*** Opening of Given text ***

Richard Branson hopes to beat Jeff Bezos into space this Sunday with the sort of high-profile act that made the British billionaire famous and helped him build his Virgin Group into a global brand.
Back on the ground, Mr. Branson’s business empire—straddling airlines, cruise ships, hotels and gyms—is trying to recover from the economic hit that many tourism and travel-focused businesses have suffered during the pandemic. Virgin Galactic Holdings Inc., the space-tourism company that will take Mr. Branson on its first fully crewed space flight this weekend, and his satellite-launch company, Virgin Orbit, have been bright spots. They have been his main focus for several years, according to people familiar with the matter.
The launch, assuming no weather or technical issues, is scheduled nine days before Mr. Bezos, the Amazon.com Inc. founder, is slated to be part of the first crew carried by his own space-tourism company, Blue Origin LLC. The rival launches highlight the competition that could unfold in the coming years between billionaires to carry fee-paying passengers to the edge of space. SpaceX, the rocket company led by Tesla Inc. Chief Executive Elon Musk, plans this year to carry paying passengers higher still.

*** Close of Given text ***
*** Opening of Data listing ***

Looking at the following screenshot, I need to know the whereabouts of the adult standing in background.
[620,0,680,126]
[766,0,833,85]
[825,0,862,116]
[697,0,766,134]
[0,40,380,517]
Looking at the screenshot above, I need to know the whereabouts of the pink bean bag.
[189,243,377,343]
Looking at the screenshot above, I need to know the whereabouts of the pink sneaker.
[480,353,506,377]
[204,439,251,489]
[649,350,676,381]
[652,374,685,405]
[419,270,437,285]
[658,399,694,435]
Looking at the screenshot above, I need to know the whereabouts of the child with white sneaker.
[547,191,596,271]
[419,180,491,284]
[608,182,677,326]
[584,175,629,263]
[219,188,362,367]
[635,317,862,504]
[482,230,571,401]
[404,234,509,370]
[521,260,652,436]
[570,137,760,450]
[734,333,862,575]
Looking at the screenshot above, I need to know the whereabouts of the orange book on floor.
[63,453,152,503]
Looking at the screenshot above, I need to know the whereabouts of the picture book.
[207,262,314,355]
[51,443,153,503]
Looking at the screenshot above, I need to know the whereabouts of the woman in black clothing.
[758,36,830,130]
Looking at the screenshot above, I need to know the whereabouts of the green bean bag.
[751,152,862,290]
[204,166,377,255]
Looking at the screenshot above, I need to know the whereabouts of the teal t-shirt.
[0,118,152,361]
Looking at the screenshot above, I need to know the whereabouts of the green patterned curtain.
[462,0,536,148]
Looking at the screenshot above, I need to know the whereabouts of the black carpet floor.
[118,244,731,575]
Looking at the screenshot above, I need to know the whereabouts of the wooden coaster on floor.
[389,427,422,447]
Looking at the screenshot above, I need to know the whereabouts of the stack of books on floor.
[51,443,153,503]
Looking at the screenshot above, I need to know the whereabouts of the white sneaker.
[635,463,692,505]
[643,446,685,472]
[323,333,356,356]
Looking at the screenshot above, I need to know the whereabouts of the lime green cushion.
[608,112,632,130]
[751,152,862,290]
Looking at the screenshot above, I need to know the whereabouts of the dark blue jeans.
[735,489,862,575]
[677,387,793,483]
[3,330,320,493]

*** Close of Data listing ***

§ **Required tasks**
1: Answer these questions from the article on Richard Branson's space flight:
(a) Which company will carry Mr. Branson on its first fully crewed space flight?
(b) How many days before Mr. Bezos's flight is Mr. Branson's launch scheduled?
(c) Who leads SpaceX?
2: Carry on writing the article on Richard Branson's space flight, beginning right after its final sentence.
The source data is not needed for this work.

§ **Answer section**
1:
(a) Virgin Galactic Holdings Inc.
(b) Nine days.
(c) Elon Musk, chief executive of Tesla Inc.

2:
Mr. Branson, 70 years old, has for years brought global attention to his businesses on the back of publicity-grabbing stunts, establishing a risk-taking, flamboyant persona that is a key part of the brand. Mr. Branson’s participation in the launch is a marketing opportunity but also important for assuring future paying customers that the flight is safe, said Will Whitehorn, a former senior Virgin executive who has discussed the flight with Mr. Branson.
“Nobody will feel confident in his commercial space flights if he is unwilling to do it himself,” said Mr. Whitehorn, who is also the president of UKspace, a trade association for British space companies. Virgin Galactic says its tickets have sold for $250,000 each, and the company has collected $80 million in sales and deposits.